* [Source extract]:
Cyril PODER

Posted on Mar 20

How to Prevent Your AI Agent from Burning $50 in a Loop

#agents #ai #python #rust

If you've built AI agents with LangChain, MCP, or the OpenAI Agents SDK, you've probably had this experience: your agent works great 90% of the time. The other 10%, it goes haywire — retrying the same failing API call endlessly, stuck in a reasoning loop, or burning through API credits with increasingly verbose prompts.

The scary part? Each individual step looks perfectly reasonable. It's only when you look at the sequence over time that the problem becomes obvious.

The Problem: Temporal Blindness

Current tools for AI agent reliability fall into two categories:

Observability tools (LangSmith, Braintrust, Langfuse) show you beautiful traces and dashboards — after the damage is done. By the time you see the trace of your agent calling the same API 47 times, you've already burned $50.

* [Collected material]:
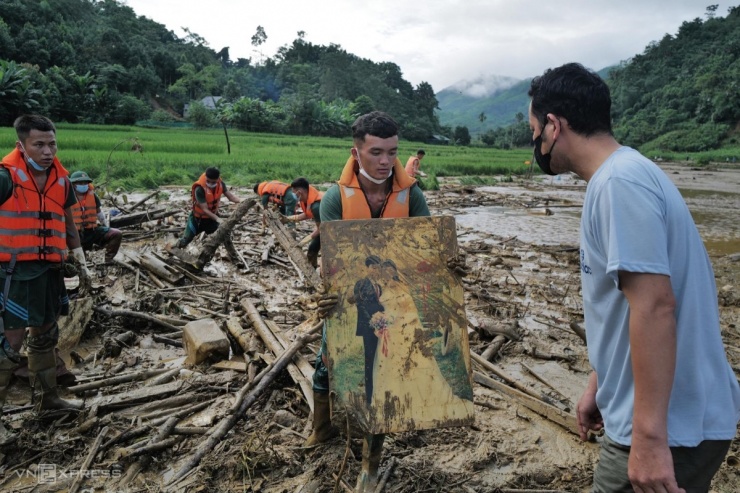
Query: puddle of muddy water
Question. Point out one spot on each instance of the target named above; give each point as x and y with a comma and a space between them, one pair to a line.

* [Tasks to carry out]:
1. In the post on AI agent loops, how many times is the agent said to call the same API in the trace example?
2. Pick up the post on AI agent loops from its last sentence and continue it.
The lines above are not needed for this work.

* [Task responses]:
1. 47 times.

2.
Static guardrails (Guardrails AI, NeMo Guardrails) validate individual inputs and outputs. They can catch PII in prompts or malformed JSON in responses. But they can't detect patterns over time — they see each step in isolation.

Without something better, the typical fix is a hardcoded max_iterations=10 and a prayer.

What's missing is real-time detection of behavioral patterns: sequences of agent actions that indicate something has gone wrong.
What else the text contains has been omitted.